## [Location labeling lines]
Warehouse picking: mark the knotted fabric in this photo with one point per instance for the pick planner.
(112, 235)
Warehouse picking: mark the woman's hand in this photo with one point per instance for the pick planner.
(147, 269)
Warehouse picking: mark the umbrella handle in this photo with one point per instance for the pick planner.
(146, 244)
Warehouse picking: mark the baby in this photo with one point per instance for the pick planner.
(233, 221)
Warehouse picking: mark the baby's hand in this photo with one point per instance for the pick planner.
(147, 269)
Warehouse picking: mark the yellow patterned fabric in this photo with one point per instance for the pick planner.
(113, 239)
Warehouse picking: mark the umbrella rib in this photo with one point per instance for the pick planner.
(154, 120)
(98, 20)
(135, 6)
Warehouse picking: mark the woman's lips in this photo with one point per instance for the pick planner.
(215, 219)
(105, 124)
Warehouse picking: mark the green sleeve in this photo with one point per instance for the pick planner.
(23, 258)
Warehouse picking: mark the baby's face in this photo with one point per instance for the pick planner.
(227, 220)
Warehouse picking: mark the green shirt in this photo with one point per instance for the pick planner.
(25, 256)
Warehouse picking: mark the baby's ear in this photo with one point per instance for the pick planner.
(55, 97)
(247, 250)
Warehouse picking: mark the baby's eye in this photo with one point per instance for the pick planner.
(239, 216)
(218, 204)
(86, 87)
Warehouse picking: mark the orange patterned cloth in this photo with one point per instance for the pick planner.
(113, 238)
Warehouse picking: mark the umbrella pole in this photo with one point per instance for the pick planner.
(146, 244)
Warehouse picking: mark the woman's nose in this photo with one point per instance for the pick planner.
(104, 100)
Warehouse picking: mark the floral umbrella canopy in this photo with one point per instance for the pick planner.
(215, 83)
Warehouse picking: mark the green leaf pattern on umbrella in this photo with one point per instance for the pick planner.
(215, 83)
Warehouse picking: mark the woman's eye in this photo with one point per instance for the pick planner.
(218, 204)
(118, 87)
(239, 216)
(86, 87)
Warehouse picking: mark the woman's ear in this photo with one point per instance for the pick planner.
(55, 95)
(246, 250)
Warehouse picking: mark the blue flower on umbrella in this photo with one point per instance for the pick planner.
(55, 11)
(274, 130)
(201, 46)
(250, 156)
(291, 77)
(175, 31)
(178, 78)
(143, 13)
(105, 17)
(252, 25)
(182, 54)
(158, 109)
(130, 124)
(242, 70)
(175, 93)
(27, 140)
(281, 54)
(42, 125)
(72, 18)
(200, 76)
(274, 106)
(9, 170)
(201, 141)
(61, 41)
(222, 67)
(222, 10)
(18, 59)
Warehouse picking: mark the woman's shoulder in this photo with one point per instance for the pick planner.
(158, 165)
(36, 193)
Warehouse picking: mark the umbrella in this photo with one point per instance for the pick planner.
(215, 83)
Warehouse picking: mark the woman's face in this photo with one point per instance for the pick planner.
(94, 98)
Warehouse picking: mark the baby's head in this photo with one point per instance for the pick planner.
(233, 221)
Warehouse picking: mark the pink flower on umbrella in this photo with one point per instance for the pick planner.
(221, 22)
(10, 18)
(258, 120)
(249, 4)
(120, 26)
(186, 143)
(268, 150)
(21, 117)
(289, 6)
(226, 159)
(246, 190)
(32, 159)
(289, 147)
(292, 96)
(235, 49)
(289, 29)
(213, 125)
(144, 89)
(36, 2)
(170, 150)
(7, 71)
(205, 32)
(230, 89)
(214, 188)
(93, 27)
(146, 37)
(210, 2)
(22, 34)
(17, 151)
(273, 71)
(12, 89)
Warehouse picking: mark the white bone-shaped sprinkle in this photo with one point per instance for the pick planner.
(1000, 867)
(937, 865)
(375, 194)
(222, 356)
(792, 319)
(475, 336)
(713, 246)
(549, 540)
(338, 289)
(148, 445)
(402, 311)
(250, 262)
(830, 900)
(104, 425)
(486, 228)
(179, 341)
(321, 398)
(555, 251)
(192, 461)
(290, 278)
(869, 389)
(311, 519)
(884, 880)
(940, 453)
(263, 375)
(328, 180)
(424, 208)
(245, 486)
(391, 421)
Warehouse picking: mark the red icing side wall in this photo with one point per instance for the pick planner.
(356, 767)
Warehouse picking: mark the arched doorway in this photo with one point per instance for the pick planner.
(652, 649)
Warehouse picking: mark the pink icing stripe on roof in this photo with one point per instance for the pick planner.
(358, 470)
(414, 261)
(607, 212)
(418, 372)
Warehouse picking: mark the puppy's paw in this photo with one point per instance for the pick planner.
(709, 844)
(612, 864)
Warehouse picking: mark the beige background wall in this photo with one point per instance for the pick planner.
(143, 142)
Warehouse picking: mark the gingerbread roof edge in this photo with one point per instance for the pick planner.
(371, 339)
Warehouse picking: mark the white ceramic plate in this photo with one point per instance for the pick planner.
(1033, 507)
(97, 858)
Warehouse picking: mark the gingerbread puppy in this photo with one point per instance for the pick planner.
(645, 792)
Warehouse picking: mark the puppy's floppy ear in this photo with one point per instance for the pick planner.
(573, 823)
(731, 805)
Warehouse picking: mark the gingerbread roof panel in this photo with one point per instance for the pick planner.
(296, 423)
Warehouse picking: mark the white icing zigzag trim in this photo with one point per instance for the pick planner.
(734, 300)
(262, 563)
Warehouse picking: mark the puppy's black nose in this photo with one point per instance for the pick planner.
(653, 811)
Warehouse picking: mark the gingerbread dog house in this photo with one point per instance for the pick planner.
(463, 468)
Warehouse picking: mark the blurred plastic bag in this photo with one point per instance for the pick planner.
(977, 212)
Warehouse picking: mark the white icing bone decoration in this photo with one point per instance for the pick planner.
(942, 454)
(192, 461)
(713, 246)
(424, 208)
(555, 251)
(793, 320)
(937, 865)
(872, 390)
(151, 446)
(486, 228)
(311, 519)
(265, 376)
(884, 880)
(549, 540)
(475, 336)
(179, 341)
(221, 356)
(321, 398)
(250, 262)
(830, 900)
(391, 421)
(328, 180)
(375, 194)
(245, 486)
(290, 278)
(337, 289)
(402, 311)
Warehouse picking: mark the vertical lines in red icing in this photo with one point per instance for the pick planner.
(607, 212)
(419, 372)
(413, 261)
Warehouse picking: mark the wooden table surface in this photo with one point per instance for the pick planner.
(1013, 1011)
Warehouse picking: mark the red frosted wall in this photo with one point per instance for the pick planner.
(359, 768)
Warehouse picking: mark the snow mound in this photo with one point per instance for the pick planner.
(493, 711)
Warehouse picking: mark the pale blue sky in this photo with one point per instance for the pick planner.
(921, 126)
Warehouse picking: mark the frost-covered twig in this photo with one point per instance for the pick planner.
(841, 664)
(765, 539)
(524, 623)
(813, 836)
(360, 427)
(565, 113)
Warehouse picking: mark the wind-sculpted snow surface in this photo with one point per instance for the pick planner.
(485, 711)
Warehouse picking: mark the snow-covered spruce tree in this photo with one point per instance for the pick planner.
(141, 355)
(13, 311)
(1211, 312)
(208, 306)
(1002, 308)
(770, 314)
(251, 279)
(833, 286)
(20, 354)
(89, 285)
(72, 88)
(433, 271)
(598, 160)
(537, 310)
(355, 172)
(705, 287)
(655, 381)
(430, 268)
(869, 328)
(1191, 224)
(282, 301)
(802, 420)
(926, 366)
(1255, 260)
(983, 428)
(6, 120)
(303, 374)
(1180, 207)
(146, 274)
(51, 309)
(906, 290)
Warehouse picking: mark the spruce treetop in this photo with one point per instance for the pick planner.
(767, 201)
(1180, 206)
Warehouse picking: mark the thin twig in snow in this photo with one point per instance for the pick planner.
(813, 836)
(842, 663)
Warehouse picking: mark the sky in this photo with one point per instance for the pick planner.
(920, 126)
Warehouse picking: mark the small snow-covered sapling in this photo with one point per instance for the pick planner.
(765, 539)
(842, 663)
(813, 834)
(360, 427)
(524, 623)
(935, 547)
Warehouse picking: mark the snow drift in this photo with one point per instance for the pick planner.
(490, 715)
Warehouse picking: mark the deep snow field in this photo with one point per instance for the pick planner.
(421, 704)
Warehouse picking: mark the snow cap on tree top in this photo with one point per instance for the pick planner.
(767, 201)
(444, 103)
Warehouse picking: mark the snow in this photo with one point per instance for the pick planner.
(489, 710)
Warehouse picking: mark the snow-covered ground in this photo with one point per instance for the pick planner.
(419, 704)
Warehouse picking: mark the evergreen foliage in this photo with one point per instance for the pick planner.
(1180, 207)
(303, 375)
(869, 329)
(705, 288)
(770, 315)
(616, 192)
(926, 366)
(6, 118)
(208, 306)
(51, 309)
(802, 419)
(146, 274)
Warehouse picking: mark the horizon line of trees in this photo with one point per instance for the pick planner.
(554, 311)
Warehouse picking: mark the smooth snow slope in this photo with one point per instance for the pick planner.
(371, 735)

## [Exercise directions]
Copy out the lines word for word, starting with the line that contains "Warehouse picking: mark the small" and running through the last line.

## [Response for this exercise]
Warehouse picking: mark the small snow-covered sapling in this photo with one point per instance for the pick planner.
(765, 539)
(842, 663)
(813, 834)
(360, 427)
(524, 623)
(935, 547)
Warehouse picking: mark the snow drift in this photo with one point per instance for the pick planner.
(490, 715)
Warehouse picking: mark the deep snow field in this photo with one point per instance for the pick planner.
(421, 704)
Warehouse picking: mark the snow cap on tree top in this photo with one point per instance for the pick planner.
(767, 201)
(444, 103)
Warehouse picking: mark the snow in this photo with one point per instance for the pick planner.
(489, 710)
Warehouse picking: mark the snow-covered ground in this photo with one point per instance for the pick planner.
(419, 704)
Warehouse picking: mark the evergreen foliage in this photo with one point per instance for the pick planner.
(1180, 207)
(303, 375)
(869, 329)
(705, 288)
(770, 315)
(616, 192)
(926, 366)
(6, 118)
(208, 306)
(51, 309)
(802, 419)
(146, 274)
Warehouse picking: mark the horizon line of trees in this photo with one point per instance for the pick planner.
(554, 311)
Warehouse picking: mark the smooth snow slope in this photo with one point per instance for the pick planner.
(371, 735)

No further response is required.